### Short problem
Repeat every line from the one containing "of the pork" down to the one containing "Target: pork slice", keeping both of those lines.

### Point annotation records

---*---

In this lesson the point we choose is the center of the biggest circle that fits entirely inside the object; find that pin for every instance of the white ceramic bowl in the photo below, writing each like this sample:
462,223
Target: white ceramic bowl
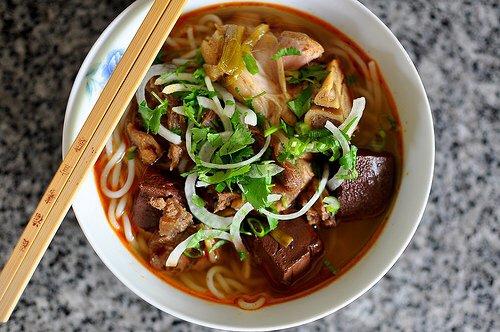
373,36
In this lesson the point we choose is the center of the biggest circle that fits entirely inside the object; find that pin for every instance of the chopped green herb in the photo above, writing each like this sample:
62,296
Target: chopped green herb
151,117
131,153
302,103
284,52
250,63
332,205
198,201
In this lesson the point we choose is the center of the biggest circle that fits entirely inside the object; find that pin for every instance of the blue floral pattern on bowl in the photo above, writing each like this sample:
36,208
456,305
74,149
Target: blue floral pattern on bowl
99,74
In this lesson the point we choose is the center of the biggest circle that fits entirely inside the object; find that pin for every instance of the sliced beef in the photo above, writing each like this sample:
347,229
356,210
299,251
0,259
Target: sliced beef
370,194
287,266
149,149
153,190
317,214
175,218
291,181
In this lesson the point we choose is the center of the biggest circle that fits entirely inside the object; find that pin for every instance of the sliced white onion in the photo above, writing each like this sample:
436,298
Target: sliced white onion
178,110
208,218
211,105
180,87
358,106
154,70
127,228
234,230
172,77
210,87
307,206
338,136
229,102
224,166
169,135
174,256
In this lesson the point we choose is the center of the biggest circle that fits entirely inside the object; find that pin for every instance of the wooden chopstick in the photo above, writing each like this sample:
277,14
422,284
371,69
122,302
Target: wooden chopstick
85,150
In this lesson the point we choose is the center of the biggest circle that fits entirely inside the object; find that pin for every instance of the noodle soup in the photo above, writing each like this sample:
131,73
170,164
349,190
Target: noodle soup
259,159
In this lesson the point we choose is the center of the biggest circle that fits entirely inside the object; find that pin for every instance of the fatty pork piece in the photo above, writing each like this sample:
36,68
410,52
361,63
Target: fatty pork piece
159,205
370,194
291,181
287,266
308,47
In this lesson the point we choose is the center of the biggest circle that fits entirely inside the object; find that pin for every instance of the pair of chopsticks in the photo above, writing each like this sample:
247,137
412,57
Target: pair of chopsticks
85,150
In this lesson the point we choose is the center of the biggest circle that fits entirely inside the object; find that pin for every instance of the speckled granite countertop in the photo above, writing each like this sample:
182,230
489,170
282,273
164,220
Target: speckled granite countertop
448,278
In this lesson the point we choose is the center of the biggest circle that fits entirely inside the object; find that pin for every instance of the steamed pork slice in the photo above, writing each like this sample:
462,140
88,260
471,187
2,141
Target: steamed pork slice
153,191
370,194
317,214
287,266
308,47
291,181
148,147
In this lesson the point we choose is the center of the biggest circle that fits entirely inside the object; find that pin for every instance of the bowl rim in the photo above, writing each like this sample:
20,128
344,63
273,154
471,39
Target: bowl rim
66,142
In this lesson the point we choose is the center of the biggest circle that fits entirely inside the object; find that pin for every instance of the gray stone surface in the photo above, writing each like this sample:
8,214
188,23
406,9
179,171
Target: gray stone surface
447,277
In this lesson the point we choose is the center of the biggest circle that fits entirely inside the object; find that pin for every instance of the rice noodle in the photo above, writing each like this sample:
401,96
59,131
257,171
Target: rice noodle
223,166
210,18
127,228
191,284
111,214
229,102
251,305
307,206
154,70
172,77
169,135
190,35
234,230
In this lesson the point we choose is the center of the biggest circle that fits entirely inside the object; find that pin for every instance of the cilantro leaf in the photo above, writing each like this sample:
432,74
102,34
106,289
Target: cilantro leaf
302,103
151,117
250,63
284,52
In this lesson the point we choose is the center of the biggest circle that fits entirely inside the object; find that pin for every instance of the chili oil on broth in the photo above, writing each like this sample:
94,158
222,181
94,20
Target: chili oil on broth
344,244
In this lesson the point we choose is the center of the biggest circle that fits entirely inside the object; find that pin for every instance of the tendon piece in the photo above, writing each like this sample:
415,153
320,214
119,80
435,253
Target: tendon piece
150,200
287,266
291,181
308,47
370,194
149,149
175,218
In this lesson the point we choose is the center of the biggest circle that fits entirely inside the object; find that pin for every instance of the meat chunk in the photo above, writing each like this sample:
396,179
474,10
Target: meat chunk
175,218
317,214
287,266
308,47
149,149
153,191
292,180
224,200
370,194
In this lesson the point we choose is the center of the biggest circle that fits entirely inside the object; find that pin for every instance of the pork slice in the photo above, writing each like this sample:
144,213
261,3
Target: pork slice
308,47
370,194
291,181
153,190
287,266
149,149
175,218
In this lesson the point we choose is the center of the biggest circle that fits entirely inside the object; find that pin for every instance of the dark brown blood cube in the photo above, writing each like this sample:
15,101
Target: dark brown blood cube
370,194
287,266
153,190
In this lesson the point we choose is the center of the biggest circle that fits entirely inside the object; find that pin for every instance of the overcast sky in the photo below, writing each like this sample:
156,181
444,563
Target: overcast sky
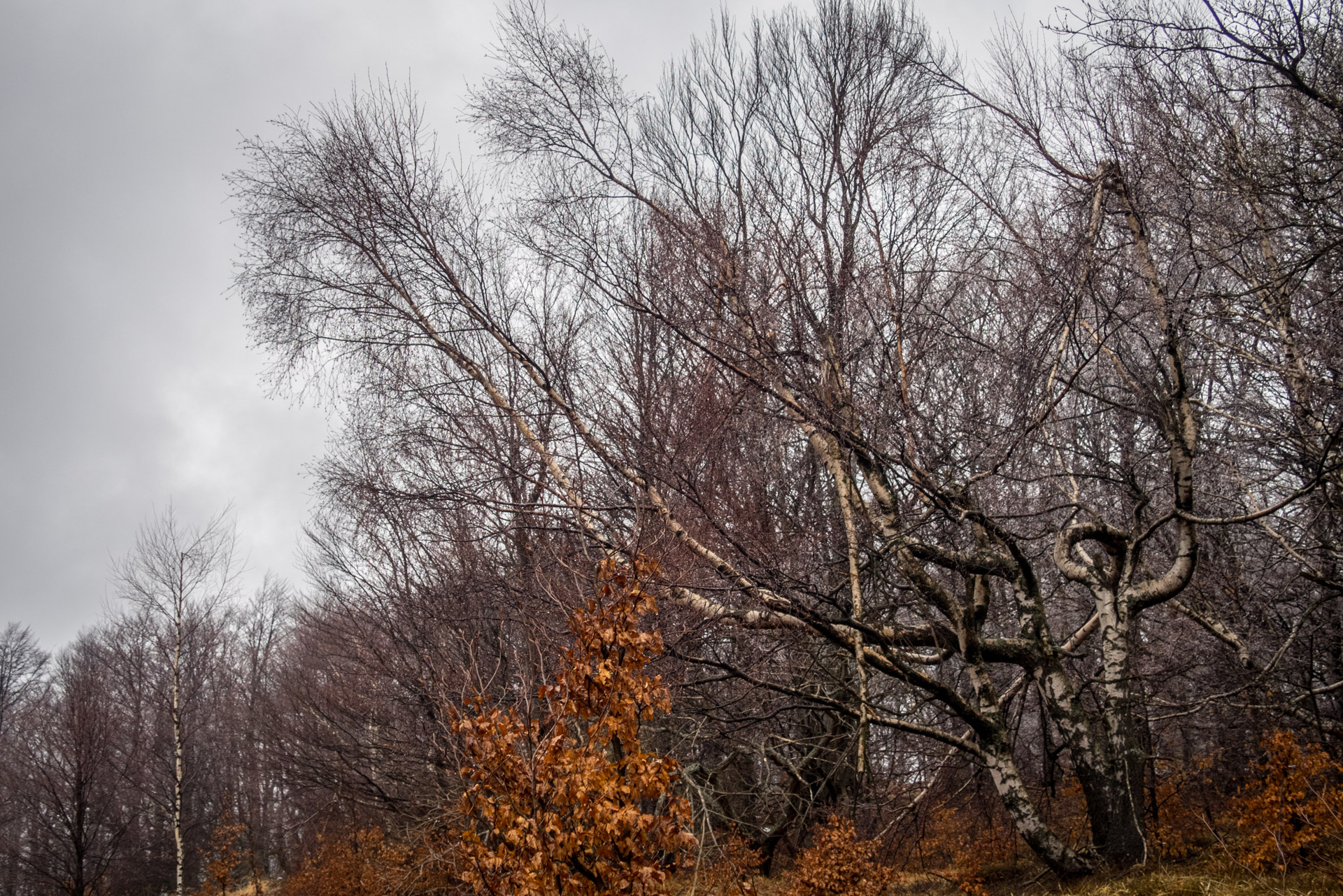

---*---

### Written solution
In this lesson the point we choose is the center of the biggest circle that fits entirely inside the object; find that pin for every instance of the pork slice in the photo above, writing each like this sample:
144,213
261,3
Target: pork slice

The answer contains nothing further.